- What to work on
Could you retype every record below exactly as it appears?

Point localization data:
*** Block opens ***
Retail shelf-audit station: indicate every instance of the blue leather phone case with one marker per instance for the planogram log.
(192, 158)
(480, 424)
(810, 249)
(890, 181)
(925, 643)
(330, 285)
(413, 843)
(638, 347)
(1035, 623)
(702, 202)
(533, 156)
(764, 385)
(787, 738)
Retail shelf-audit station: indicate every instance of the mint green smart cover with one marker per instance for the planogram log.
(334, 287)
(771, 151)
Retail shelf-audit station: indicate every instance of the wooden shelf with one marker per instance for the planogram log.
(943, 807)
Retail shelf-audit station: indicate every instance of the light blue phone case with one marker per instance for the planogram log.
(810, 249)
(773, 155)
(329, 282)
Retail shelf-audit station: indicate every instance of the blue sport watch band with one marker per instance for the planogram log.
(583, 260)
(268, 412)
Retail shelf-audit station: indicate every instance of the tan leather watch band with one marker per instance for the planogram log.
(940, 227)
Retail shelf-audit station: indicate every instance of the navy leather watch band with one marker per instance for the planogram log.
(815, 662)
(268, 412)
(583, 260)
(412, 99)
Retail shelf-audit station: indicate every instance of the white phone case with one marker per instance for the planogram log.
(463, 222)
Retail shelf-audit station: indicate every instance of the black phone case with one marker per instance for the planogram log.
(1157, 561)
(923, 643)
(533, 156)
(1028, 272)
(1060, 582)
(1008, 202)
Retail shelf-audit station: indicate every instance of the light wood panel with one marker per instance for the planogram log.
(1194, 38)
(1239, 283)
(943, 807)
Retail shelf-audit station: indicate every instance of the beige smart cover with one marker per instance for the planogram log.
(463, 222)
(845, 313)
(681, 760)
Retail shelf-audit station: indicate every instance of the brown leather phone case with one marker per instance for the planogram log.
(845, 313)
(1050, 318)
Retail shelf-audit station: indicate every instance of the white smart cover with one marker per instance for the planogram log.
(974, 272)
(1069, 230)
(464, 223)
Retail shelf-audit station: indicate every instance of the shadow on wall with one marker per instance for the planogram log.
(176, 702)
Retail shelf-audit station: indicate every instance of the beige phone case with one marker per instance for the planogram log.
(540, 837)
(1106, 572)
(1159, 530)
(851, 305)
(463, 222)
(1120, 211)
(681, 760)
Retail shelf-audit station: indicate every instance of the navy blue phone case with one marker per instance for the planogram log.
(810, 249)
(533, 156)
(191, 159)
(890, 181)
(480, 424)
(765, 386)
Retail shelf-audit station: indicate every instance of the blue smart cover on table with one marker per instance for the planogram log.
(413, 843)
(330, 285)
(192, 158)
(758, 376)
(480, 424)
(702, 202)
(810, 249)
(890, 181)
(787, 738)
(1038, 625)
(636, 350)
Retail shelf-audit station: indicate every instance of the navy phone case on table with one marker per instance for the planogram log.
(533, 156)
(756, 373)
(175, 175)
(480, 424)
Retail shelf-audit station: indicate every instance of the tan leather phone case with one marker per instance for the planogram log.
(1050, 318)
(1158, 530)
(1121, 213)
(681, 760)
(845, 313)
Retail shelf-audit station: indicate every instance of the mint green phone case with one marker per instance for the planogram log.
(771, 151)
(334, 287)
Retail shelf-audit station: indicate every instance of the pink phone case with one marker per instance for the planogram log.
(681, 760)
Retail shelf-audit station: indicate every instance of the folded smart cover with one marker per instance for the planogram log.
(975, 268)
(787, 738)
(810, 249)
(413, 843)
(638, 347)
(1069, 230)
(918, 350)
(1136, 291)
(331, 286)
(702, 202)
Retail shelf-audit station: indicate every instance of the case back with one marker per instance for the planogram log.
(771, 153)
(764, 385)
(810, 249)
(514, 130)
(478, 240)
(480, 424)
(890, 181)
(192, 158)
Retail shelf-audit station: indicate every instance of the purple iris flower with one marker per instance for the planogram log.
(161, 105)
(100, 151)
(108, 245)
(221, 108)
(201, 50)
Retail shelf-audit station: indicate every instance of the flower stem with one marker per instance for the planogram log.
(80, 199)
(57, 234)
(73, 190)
*** Block closes ***
- Completed task
Retail shelf-audit station: indicate every instance of the blue leather phone case with one marker per instance for the planogram log.
(192, 158)
(480, 424)
(810, 249)
(890, 181)
(925, 643)
(330, 285)
(413, 843)
(638, 347)
(1035, 623)
(702, 202)
(533, 156)
(764, 385)
(787, 738)
Retail shelf-audit station: indicate every instance of the mint green smart cover with one marker per instance for the planogram log.
(334, 287)
(771, 151)
Retail shelf-audit station: indicate every instance of the wooden shelf with one marker per instance for the planogram log.
(943, 807)
Retail shelf-audit station: indicate every instance of the light blue phone case with one marker per instance for the planogram log.
(810, 249)
(773, 155)
(329, 282)
Retail shelf-audit station: indicate every instance of the blue sport watch band with one marker per instance for the planogram log.
(583, 260)
(268, 412)
Retail shelf-audit station: indicate every instance of the tan leather watch band with one marker per instance for the planogram log.
(940, 227)
Retail shelf-audit station: indicate every instance of the navy leather watch band with one marker per instance for the planogram log.
(815, 662)
(268, 412)
(583, 260)
(412, 99)
Retail shelf-audit station: indicate every instance of the white phone case with one marker per instance for the planogram log.
(463, 222)
Retail shelf-audit station: indicate every instance of the black phone case with one marker per instance for the planogram log.
(1157, 561)
(923, 643)
(533, 156)
(1028, 272)
(1060, 582)
(1008, 202)
Retail shelf-audit station: indicate every instance of the light wood panel with one marker per instance for the planogram log.
(1194, 38)
(1239, 283)
(943, 807)
Retail shelf-audit station: indicate every instance of the beige smart cover with one marker per instance for the planogram log.
(463, 222)
(845, 313)
(681, 760)
Retail shelf-audit station: indicate every instance of the brown leather phone case with one marker per instance for the planogram log.
(845, 313)
(1050, 318)
Retail shelf-audit station: indicate every instance of the white smart cover with one marker per instance for the planogram log.
(974, 272)
(1069, 230)
(464, 223)
Retail shelf-audit station: indicate every instance of the shadow on wall with one marker per instance for the planogram log.
(176, 702)
Retail shelf-audit station: indicate every instance of the beige phone case with one marker per instance for the planogram log.
(540, 837)
(1106, 572)
(1159, 530)
(851, 305)
(463, 222)
(1120, 211)
(681, 760)
Retail shelf-audit station: indicate every instance of the navy blue phone case with one marker per instance for the planogram log.
(810, 249)
(533, 156)
(191, 159)
(890, 181)
(480, 424)
(765, 386)
Retail shelf-audit station: indicate every instance of the blue smart cover on table with one marker per instance for the planogram log.
(413, 843)
(330, 285)
(192, 158)
(758, 376)
(480, 424)
(702, 202)
(810, 249)
(890, 181)
(787, 738)
(1038, 625)
(636, 350)
Retail shelf-audit station: indicate every instance of the navy phone case on table with one marker per instance for the planogram log.
(533, 156)
(756, 373)
(175, 175)
(480, 424)
Retail shelf-audit station: indicate every instance of the tan leather phone case with one marker per instance for the planogram log.
(1050, 318)
(1158, 530)
(1121, 213)
(681, 760)
(845, 313)
Retail shelf-audit station: indicate every instance of the mint green phone case with one marker per instance for the planogram log.
(771, 151)
(334, 287)
Retail shelf-audit station: indicate every instance of the pink phone case with one marker per instance for the planogram log.
(681, 760)
Retail shelf-audit station: indicate every instance of the folded smart cover with one marker per instance for the planogram log.
(975, 268)
(787, 738)
(810, 249)
(413, 843)
(638, 347)
(1069, 230)
(918, 350)
(1136, 291)
(331, 286)
(702, 202)
Retail shelf-audit station: indicate every instance of the case back with one marker per instance for the planogram log.
(771, 153)
(764, 385)
(810, 249)
(514, 130)
(478, 240)
(480, 424)
(890, 181)
(192, 158)
Retail shelf-audit station: indicate every instance of the purple iris flower with one marker per instance for the planogram log.
(161, 105)
(100, 151)
(108, 245)
(221, 108)
(201, 50)
Retail shelf-audit station: indicate every instance of the flower stem with one marker per instance for the planogram log.
(80, 199)
(57, 234)
(73, 190)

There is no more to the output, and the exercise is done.